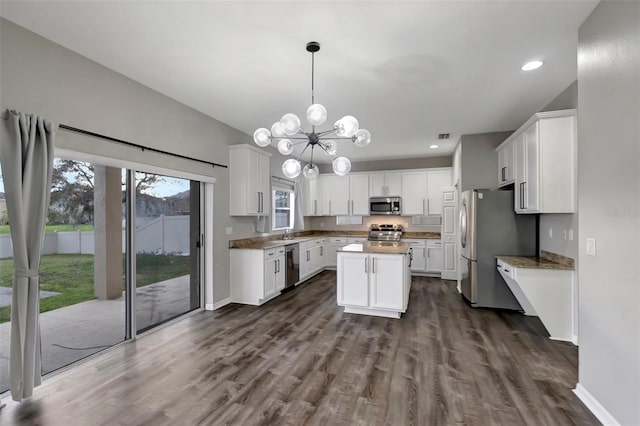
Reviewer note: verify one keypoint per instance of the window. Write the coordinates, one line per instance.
(283, 208)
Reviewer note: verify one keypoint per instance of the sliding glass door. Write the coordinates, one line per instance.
(167, 241)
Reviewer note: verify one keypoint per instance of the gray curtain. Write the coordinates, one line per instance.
(298, 218)
(26, 152)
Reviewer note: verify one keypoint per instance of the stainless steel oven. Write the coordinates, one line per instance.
(385, 206)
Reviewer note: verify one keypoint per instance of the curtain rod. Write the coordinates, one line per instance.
(135, 145)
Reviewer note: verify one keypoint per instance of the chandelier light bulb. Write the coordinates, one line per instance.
(261, 137)
(291, 168)
(363, 138)
(290, 124)
(346, 127)
(277, 130)
(316, 114)
(330, 147)
(285, 147)
(341, 166)
(310, 171)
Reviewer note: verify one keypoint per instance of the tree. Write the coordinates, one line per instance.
(72, 191)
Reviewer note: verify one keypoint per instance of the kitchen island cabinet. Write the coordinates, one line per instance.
(374, 278)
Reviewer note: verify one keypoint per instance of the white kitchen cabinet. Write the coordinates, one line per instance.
(359, 195)
(375, 284)
(312, 197)
(256, 275)
(417, 254)
(335, 195)
(436, 181)
(385, 184)
(506, 164)
(249, 181)
(545, 163)
(434, 256)
(449, 233)
(414, 193)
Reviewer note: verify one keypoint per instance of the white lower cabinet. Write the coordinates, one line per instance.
(373, 284)
(262, 281)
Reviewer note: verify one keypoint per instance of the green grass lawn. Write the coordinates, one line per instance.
(4, 229)
(71, 275)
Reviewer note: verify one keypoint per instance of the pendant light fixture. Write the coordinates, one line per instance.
(287, 134)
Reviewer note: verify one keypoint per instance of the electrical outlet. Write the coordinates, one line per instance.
(591, 246)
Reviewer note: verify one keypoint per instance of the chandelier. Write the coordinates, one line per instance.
(288, 134)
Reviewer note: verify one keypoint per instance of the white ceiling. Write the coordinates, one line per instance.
(406, 70)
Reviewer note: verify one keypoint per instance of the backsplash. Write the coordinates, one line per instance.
(328, 223)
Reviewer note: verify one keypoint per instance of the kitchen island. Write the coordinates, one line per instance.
(374, 278)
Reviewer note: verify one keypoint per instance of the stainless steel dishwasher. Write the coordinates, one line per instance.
(292, 258)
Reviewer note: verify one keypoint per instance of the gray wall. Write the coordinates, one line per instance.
(38, 76)
(479, 161)
(407, 163)
(609, 208)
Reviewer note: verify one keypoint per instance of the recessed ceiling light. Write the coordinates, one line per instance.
(533, 65)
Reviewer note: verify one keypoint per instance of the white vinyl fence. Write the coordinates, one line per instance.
(166, 234)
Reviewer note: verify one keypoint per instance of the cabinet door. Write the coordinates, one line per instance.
(387, 282)
(393, 184)
(437, 180)
(414, 193)
(311, 197)
(418, 259)
(359, 194)
(253, 176)
(434, 259)
(531, 187)
(353, 279)
(263, 186)
(521, 173)
(376, 185)
(270, 271)
(280, 273)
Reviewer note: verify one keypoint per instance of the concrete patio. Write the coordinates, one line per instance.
(77, 331)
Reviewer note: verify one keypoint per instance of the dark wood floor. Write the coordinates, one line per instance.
(300, 360)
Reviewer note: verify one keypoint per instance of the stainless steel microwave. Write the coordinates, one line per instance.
(385, 205)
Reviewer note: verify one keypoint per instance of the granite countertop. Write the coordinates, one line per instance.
(264, 243)
(377, 247)
(534, 262)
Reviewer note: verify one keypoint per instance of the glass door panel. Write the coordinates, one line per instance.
(167, 261)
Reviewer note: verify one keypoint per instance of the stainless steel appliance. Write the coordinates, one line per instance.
(292, 259)
(385, 206)
(489, 227)
(384, 232)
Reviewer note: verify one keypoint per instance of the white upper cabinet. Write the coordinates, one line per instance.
(248, 181)
(437, 180)
(312, 197)
(335, 195)
(359, 195)
(414, 193)
(545, 163)
(506, 164)
(385, 184)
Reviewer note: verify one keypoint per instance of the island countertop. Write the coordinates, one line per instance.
(377, 247)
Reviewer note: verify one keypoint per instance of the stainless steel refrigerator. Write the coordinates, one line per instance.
(490, 227)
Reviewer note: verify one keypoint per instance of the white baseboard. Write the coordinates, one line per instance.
(595, 407)
(217, 305)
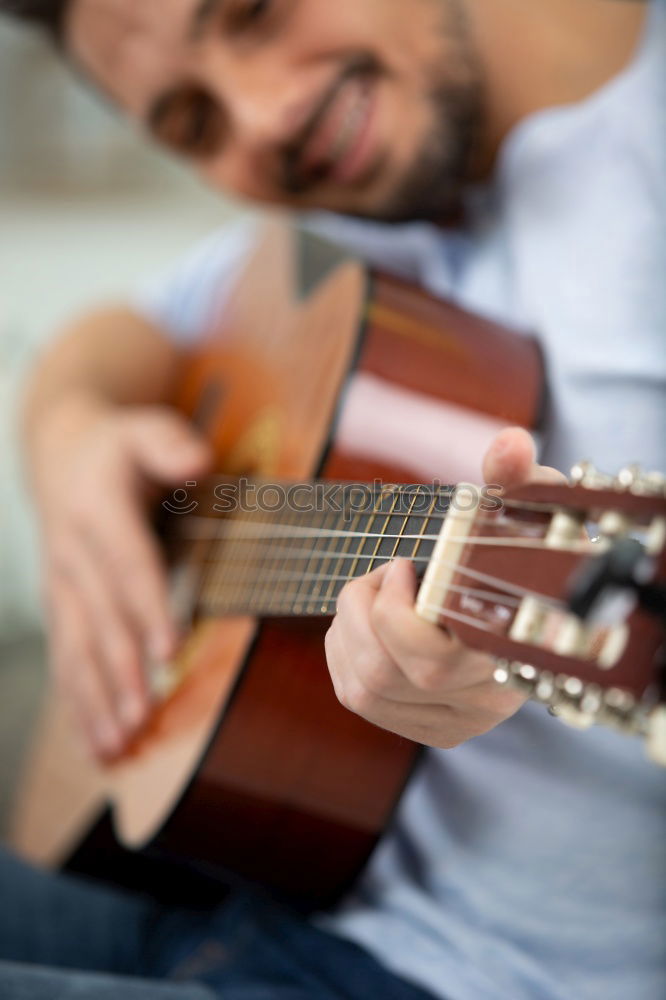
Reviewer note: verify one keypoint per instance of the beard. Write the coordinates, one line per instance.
(433, 187)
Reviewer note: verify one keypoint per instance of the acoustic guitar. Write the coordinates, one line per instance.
(340, 403)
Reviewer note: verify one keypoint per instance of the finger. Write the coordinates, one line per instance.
(359, 649)
(166, 448)
(511, 461)
(510, 458)
(78, 672)
(132, 562)
(437, 725)
(434, 663)
(116, 639)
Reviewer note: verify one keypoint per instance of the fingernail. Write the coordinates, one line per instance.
(132, 711)
(161, 646)
(108, 739)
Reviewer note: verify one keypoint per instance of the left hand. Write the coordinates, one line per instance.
(406, 675)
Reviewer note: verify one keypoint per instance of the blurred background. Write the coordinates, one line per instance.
(87, 212)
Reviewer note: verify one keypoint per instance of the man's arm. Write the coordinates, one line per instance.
(98, 436)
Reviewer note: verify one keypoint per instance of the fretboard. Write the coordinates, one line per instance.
(285, 549)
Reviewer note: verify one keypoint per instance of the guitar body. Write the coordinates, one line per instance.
(319, 370)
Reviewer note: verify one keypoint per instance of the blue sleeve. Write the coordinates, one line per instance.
(187, 300)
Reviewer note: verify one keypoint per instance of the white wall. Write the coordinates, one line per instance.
(86, 212)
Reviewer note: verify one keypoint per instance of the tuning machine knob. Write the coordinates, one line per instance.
(633, 479)
(586, 474)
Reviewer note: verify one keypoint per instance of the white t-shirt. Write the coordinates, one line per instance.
(530, 863)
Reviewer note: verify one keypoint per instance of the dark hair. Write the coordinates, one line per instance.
(47, 14)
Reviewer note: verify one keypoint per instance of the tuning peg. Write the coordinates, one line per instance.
(586, 474)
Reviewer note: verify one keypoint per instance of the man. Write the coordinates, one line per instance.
(519, 150)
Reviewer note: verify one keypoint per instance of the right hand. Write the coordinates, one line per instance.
(94, 469)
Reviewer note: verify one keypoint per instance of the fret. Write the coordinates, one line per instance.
(256, 564)
(366, 531)
(300, 597)
(331, 594)
(384, 529)
(324, 567)
(403, 526)
(424, 527)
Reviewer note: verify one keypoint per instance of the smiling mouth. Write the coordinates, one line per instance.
(336, 144)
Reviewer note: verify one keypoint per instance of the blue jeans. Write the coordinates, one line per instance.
(66, 939)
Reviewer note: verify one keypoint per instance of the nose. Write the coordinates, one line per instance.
(266, 103)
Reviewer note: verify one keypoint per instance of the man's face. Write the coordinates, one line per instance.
(366, 107)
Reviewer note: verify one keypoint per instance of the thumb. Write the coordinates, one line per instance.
(510, 460)
(166, 447)
(399, 580)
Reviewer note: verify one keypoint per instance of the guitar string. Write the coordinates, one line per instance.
(502, 586)
(486, 595)
(536, 506)
(581, 545)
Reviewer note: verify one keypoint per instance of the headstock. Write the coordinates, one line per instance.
(502, 580)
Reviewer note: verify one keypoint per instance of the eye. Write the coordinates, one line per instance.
(192, 125)
(249, 12)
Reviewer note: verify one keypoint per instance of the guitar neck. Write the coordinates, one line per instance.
(289, 549)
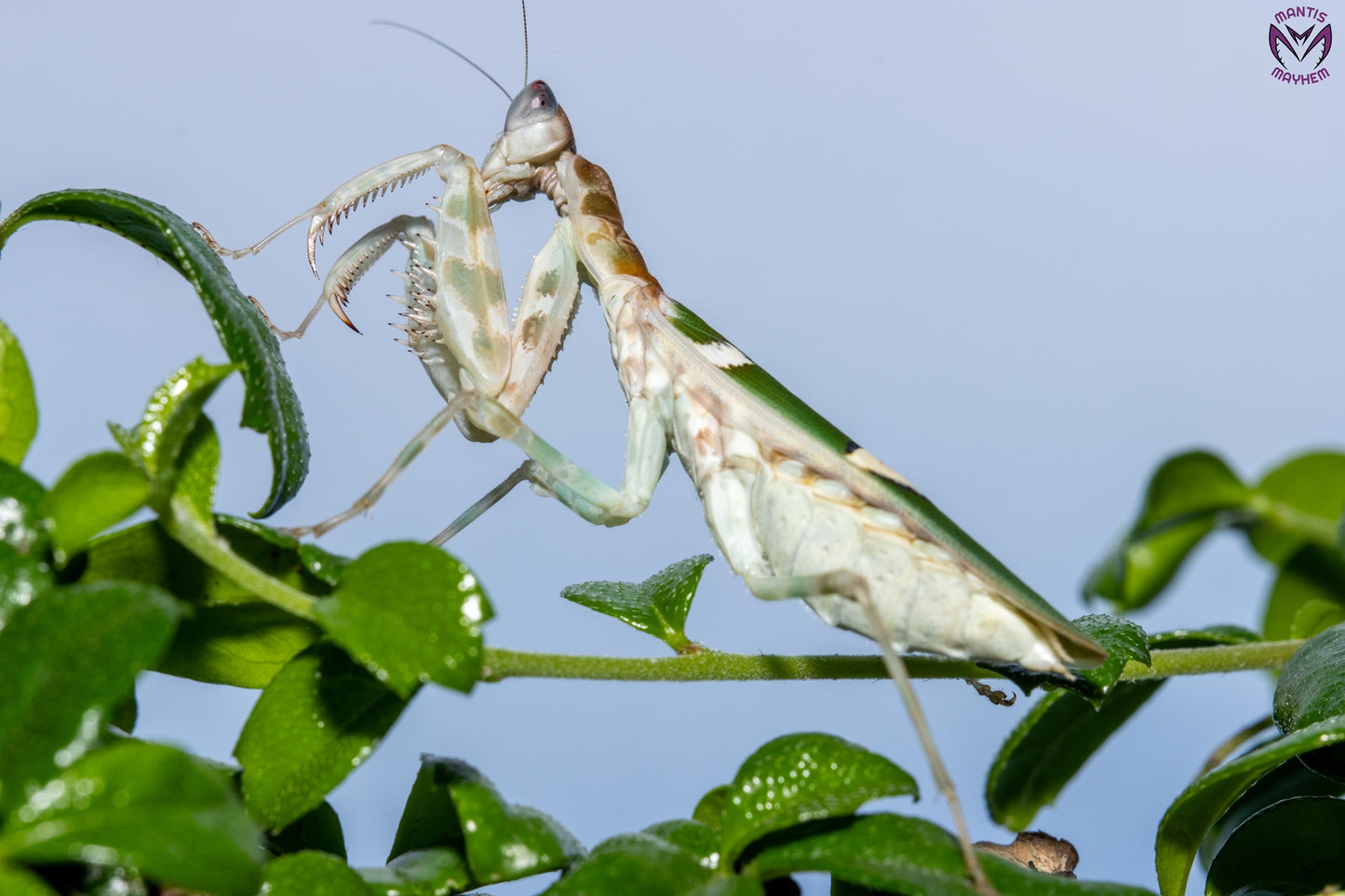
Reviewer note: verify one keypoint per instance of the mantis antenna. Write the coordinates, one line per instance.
(523, 3)
(458, 53)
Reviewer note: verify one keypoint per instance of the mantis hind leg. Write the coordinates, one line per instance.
(854, 587)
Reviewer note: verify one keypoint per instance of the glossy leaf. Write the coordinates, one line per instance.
(242, 646)
(316, 720)
(312, 875)
(145, 806)
(1063, 730)
(1311, 688)
(452, 805)
(1311, 588)
(897, 854)
(1051, 744)
(1284, 782)
(18, 404)
(17, 880)
(66, 661)
(271, 405)
(194, 480)
(694, 837)
(709, 810)
(429, 817)
(634, 864)
(94, 494)
(1197, 808)
(800, 778)
(1121, 638)
(232, 638)
(145, 554)
(1182, 504)
(410, 614)
(23, 579)
(316, 830)
(169, 416)
(424, 872)
(21, 524)
(1290, 848)
(656, 606)
(1298, 502)
(287, 554)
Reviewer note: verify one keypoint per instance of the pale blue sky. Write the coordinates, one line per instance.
(1020, 252)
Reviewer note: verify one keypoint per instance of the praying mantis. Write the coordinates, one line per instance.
(798, 509)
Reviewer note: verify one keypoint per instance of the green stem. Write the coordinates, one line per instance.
(1203, 661)
(199, 537)
(501, 663)
(1309, 527)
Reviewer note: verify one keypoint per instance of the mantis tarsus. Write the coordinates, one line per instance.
(798, 509)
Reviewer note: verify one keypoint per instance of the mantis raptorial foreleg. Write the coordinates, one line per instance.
(798, 507)
(547, 468)
(458, 316)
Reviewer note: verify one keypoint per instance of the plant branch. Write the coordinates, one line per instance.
(501, 663)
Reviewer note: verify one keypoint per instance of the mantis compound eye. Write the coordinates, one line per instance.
(532, 104)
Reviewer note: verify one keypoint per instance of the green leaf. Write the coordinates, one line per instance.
(1308, 592)
(319, 566)
(94, 494)
(144, 806)
(425, 872)
(429, 817)
(455, 806)
(694, 837)
(1298, 502)
(800, 778)
(1284, 782)
(892, 853)
(66, 661)
(1063, 730)
(21, 525)
(169, 416)
(18, 404)
(316, 830)
(19, 881)
(316, 720)
(23, 579)
(1311, 688)
(410, 614)
(634, 864)
(656, 606)
(1056, 738)
(244, 646)
(194, 480)
(230, 638)
(709, 810)
(145, 554)
(1291, 848)
(312, 875)
(271, 405)
(1187, 498)
(1191, 814)
(1122, 639)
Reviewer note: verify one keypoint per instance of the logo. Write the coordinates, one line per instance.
(1301, 39)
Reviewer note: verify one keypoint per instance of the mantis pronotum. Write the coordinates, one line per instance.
(798, 509)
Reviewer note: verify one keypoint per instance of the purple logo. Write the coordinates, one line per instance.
(1301, 39)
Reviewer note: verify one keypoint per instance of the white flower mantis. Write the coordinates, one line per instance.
(798, 509)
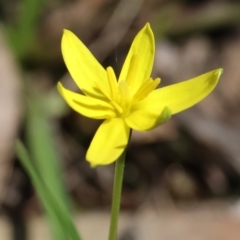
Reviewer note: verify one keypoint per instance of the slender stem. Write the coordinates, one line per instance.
(116, 200)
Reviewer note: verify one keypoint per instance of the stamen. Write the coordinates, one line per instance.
(132, 69)
(103, 89)
(112, 80)
(117, 107)
(124, 94)
(146, 88)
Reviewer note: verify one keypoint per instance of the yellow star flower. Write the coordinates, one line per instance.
(132, 101)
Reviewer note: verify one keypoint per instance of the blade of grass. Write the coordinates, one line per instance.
(56, 211)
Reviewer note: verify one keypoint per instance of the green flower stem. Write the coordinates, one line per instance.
(116, 200)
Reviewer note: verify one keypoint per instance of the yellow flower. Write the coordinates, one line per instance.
(132, 101)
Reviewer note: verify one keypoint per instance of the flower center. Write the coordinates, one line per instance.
(123, 94)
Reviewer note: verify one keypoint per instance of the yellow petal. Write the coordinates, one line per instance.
(139, 61)
(161, 103)
(145, 118)
(183, 95)
(87, 106)
(109, 142)
(82, 65)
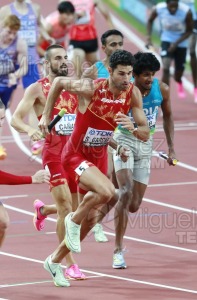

= = =

Identify every line in the data above that contains the string "kitchen", and copy each of those lines in full. Case counts.

- _Task answer_
Reviewer note: verify one keypoint per instance of the kitchen island cabinet. Write the coordinates, one line per instance.
Reviewer note: verify one keypoint per instance of the white kitchen cabinet. Write the coordinates, one line per instance.
Reviewer note: verify one keypoint per instance of the kitchen island. Write the coordinates, one line per instance.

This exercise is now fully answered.